◆ Exercise directions: For the records below, give the number of lines in which "snow" appears, and add nothing else.

◆ Material for this exercise:
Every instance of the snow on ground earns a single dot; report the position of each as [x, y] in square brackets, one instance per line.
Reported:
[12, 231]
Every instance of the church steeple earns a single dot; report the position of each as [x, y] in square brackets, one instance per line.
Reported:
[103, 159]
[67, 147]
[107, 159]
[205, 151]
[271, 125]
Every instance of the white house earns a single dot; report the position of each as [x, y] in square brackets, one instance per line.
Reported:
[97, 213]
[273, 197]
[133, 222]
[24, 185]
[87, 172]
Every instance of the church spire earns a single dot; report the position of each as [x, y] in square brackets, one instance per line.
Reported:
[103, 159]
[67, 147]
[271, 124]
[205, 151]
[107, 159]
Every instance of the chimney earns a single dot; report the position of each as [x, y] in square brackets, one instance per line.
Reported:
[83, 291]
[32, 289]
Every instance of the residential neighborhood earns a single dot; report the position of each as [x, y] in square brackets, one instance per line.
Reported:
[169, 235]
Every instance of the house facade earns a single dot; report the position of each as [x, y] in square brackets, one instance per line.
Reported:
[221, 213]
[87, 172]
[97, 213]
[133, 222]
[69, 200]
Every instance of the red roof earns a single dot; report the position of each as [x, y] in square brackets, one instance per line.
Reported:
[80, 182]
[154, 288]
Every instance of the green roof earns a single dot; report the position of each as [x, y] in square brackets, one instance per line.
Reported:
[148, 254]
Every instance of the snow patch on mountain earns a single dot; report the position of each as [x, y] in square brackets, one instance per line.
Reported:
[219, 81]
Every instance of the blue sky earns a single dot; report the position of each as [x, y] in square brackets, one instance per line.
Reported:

◆ Reply to the task: 2